(Records to use Opens)
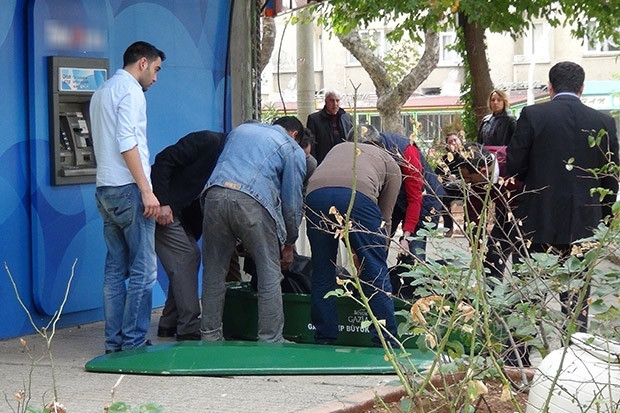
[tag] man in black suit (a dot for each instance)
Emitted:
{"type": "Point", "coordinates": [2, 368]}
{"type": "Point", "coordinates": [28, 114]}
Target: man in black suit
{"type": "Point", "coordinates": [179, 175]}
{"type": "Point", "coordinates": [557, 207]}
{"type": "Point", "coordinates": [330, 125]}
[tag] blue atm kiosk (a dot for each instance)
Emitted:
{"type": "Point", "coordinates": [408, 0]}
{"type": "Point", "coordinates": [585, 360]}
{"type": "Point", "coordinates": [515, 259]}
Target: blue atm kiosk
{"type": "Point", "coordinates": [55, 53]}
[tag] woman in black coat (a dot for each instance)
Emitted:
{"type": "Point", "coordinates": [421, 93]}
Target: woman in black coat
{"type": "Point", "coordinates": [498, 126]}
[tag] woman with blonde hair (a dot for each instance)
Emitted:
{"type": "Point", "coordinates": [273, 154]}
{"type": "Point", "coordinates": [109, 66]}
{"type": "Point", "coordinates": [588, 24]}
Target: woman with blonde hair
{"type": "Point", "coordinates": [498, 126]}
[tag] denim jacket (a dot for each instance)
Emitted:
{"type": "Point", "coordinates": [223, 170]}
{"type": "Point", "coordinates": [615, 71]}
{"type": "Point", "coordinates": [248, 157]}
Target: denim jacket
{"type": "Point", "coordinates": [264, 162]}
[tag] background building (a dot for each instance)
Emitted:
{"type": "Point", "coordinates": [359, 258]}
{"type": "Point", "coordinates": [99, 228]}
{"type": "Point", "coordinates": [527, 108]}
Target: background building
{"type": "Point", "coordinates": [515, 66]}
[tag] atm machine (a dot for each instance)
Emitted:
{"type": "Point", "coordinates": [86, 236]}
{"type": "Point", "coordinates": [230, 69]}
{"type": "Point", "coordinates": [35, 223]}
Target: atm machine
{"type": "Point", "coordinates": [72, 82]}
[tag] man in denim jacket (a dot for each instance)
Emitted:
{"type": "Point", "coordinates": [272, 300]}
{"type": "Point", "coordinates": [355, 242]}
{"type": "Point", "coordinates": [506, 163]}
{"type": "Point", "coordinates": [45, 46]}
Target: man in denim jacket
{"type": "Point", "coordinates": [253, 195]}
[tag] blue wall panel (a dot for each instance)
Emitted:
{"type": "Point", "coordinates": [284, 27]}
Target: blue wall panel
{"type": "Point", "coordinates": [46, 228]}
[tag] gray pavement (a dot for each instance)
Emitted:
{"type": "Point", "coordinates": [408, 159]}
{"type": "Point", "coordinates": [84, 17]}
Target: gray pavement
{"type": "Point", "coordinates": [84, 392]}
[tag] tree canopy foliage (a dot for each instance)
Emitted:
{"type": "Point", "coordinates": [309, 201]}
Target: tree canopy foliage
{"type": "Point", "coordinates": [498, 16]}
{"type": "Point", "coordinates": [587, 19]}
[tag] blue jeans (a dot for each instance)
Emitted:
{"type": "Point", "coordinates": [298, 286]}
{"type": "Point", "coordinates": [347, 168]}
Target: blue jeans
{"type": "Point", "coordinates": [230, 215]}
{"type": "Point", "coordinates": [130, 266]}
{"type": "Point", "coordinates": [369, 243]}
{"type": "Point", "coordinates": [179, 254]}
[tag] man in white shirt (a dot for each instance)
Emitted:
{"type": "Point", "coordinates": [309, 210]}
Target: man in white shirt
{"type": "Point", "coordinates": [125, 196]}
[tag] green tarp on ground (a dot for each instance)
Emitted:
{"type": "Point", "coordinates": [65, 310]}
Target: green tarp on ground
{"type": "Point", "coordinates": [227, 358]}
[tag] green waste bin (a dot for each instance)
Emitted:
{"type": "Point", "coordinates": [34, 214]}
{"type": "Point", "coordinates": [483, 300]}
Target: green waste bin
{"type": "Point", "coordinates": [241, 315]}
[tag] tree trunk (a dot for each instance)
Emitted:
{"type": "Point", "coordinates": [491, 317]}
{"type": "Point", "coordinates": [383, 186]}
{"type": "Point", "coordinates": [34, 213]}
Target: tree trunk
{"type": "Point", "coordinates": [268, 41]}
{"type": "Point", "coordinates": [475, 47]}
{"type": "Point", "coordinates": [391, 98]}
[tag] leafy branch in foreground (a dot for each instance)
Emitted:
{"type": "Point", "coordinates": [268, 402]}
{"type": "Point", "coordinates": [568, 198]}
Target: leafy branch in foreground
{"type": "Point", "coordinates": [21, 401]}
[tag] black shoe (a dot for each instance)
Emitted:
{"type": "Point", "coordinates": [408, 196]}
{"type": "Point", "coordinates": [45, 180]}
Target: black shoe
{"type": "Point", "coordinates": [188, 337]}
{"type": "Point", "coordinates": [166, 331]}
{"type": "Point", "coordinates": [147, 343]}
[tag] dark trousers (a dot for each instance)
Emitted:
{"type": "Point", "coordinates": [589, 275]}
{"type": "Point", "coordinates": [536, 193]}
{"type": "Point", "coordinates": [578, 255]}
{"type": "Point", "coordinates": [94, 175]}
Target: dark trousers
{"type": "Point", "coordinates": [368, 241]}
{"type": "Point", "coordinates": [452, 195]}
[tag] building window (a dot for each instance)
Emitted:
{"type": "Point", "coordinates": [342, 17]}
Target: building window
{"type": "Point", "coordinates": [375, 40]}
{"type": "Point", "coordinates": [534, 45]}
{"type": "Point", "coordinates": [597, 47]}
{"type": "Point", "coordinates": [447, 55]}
(Records to use Closes)
[Work order] With both ends included, please retype exactly the lines from the line containing "[tag] tree trunk (a dot for each instance)" to the final line of the data.

[Result of this task]
[tag] tree trunk (a dot for each instance)
Emitted:
{"type": "Point", "coordinates": [491, 317]}
{"type": "Point", "coordinates": [383, 186]}
{"type": "Point", "coordinates": [34, 213]}
Target: tree trunk
{"type": "Point", "coordinates": [268, 41]}
{"type": "Point", "coordinates": [475, 47]}
{"type": "Point", "coordinates": [391, 98]}
[tag] leafy branch in foreground (a dot for each instance)
Emitted:
{"type": "Point", "coordinates": [268, 402]}
{"type": "Point", "coordinates": [568, 198]}
Target: leafy branch in foreground
{"type": "Point", "coordinates": [21, 401]}
[tag] black shoe (a dot for each instance)
Emitted:
{"type": "Point", "coordinates": [408, 196]}
{"type": "Point", "coordinates": [45, 180]}
Target: black shoe
{"type": "Point", "coordinates": [188, 337]}
{"type": "Point", "coordinates": [166, 331]}
{"type": "Point", "coordinates": [147, 343]}
[tag] dark trousers (a dot for each instance)
Emitted:
{"type": "Point", "coordinates": [589, 275]}
{"type": "Point", "coordinates": [536, 193]}
{"type": "Point", "coordinates": [578, 255]}
{"type": "Point", "coordinates": [94, 175]}
Target: dark trousers
{"type": "Point", "coordinates": [368, 241]}
{"type": "Point", "coordinates": [452, 195]}
[tag] building window (a dot for each instance)
Emitted:
{"type": "Point", "coordinates": [342, 17]}
Target: building window
{"type": "Point", "coordinates": [375, 40]}
{"type": "Point", "coordinates": [534, 45]}
{"type": "Point", "coordinates": [597, 47]}
{"type": "Point", "coordinates": [447, 55]}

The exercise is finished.